Data for processing ::
** BEGIN **

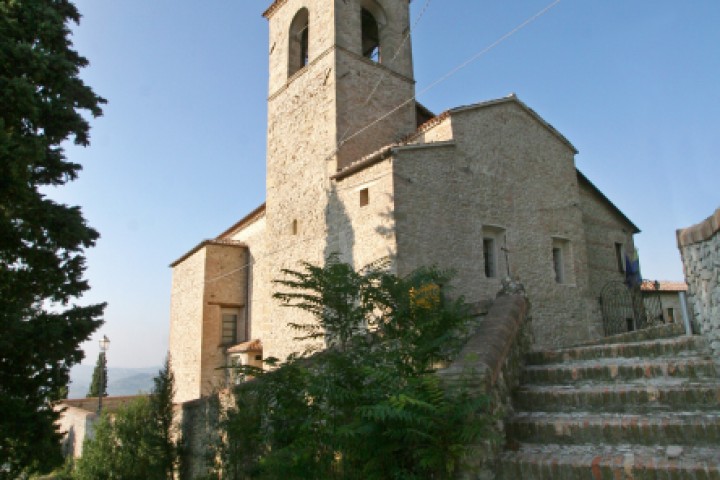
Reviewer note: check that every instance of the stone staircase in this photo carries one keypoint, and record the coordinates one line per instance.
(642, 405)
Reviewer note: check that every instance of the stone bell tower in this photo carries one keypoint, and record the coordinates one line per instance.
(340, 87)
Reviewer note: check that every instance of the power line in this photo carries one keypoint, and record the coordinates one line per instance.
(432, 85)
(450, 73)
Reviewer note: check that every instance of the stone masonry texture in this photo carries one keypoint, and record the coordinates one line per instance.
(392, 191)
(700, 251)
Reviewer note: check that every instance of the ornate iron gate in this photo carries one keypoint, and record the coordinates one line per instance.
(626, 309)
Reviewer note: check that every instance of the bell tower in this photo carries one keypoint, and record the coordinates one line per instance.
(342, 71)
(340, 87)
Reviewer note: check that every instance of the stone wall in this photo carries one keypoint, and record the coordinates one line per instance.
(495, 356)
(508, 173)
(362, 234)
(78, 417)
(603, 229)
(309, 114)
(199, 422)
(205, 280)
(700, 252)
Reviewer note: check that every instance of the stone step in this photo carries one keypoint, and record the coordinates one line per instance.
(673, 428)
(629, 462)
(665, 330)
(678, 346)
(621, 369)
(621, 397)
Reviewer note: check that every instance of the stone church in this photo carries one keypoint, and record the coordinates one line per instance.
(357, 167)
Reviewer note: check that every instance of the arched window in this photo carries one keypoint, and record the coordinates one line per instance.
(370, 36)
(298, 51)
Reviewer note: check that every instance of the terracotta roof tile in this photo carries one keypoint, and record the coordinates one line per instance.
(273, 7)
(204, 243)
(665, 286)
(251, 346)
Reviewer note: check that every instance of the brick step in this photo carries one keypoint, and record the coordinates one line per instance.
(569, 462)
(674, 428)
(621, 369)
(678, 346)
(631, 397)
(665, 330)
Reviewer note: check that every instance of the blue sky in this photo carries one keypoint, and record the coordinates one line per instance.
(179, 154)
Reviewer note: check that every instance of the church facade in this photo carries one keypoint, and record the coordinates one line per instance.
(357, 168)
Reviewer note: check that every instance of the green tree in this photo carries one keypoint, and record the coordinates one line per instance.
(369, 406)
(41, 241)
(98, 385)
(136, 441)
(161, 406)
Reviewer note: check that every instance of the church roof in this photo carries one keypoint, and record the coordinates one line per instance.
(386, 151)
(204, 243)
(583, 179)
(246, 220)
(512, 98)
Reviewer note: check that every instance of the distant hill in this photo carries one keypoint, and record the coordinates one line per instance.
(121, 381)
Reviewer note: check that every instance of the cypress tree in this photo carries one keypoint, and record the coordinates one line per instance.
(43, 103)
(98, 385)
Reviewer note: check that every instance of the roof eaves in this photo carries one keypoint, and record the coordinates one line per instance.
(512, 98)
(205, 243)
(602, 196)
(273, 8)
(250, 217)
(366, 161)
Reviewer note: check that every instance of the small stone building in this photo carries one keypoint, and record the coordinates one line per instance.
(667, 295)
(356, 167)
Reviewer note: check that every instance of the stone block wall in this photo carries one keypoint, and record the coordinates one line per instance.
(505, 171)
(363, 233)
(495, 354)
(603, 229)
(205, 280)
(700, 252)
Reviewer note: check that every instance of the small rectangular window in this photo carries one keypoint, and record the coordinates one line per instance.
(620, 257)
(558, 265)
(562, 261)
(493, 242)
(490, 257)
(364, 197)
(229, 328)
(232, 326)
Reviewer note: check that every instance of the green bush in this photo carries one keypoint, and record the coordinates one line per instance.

** END **

Set task :: Reproduce every line above word for word, and leave the pictures out of your reply.

Response to the task ::
Reviewer note: check that every instance of the stone staircase in this photo carries one keypoint, and record the coordinates one line per instance.
(642, 405)
Reviewer note: check that every instance of the stone bell tower in this photo carries one keypoint, and record the coordinates one line per instance.
(340, 87)
Reviewer note: check that every instance of the power line in this photo carries one keypoint, and record the coordinates one line per instance.
(432, 85)
(450, 73)
Reviewer note: check that every instance of the stone masonry texture in this photo carries one keypoint, and record the coordinates one line per instance.
(392, 191)
(700, 251)
Reviewer note: check that every instance of the ornate iron gate in this photo carries one keypoint, and record the coordinates one line per instance.
(626, 309)
Reviewer note: check that every instance of the bell tower in this photo carries one keypoint, and record the coordinates one line per instance.
(342, 71)
(340, 87)
Reviewer note: check that every instance of the stone wall in this photo carries one keypoint, and record the coordinates one line per instance.
(495, 356)
(508, 173)
(362, 234)
(78, 417)
(603, 229)
(309, 114)
(199, 422)
(205, 280)
(700, 252)
Reviewer note: check that every instance of the stone step in this photo carries one keypoint, and record the coordinates one line per instance.
(673, 428)
(629, 462)
(665, 330)
(678, 346)
(621, 369)
(621, 397)
Reviewer note: check that every instance of the stone church in this photo carries one keypoint, and record the coordinates one line per instance.
(357, 167)
Reviewer note: check that every instance of the arched window in this photo carries one keypoint, and record the coordinates one line per instance.
(370, 36)
(298, 51)
Reviewer note: check that every instance of the terracotta roof tile in this photo carries one keypoint, and record the coordinates one line per instance.
(273, 7)
(204, 243)
(665, 286)
(251, 346)
Reviewer note: check that every instance of the brick step in this photo carries one keypoint, and record the coordinates one line per instance.
(569, 462)
(674, 428)
(621, 369)
(678, 346)
(631, 397)
(665, 330)
Reviewer note: check that every instance of the blue sky in this photo carries one keypoint, and record the coordinates one line per instance.
(179, 154)
Reviewer note: check that every instance of the church facade in this photo carries one keypoint, and record the coordinates one line per instance.
(357, 168)
Reviewer note: check that every instance of the green tree in this photo carries one keypoint, and record the coordinates one line per instance.
(369, 406)
(41, 241)
(98, 385)
(136, 441)
(161, 406)
Reviewer note: check that every instance of the church roof in this photo carries one keypoint, and record the coordinates one line per instance.
(386, 151)
(204, 243)
(583, 179)
(246, 220)
(512, 98)
Reviewer note: check that every instance of the distant hill in this photo carries one keypoint, and record the coordinates one line per instance.
(121, 381)
Reviewer note: check that every instance of the cypress tree in this photo carries one keypoint, and record the coordinates one line per instance.
(43, 103)
(98, 385)
Reviewer note: check that every instance of the roof eaves in this photo carries one keypoint, and record the coordinates one line per instance.
(512, 98)
(205, 243)
(602, 196)
(273, 8)
(250, 217)
(366, 161)
Reviewer note: check that every instance of the small stone building in this photo carries one keypoint, and record the coordinates one line per instance.
(667, 295)
(356, 167)
Reviewer note: check that every instance of the stone block wall in this photo carries one keypoint, and record the coordinates one line per instance.
(505, 171)
(363, 233)
(495, 354)
(603, 229)
(205, 280)
(700, 252)
Reviewer note: check that every instance of the small rectangular window in this photo carries one keypoint, and record the coordinates one line per instance.
(620, 257)
(558, 265)
(562, 261)
(493, 242)
(490, 257)
(364, 197)
(229, 328)
(232, 326)
Reviewer note: check that every instance of the green bush in this photo carries one keypoint, and record the coordinates one line per instance.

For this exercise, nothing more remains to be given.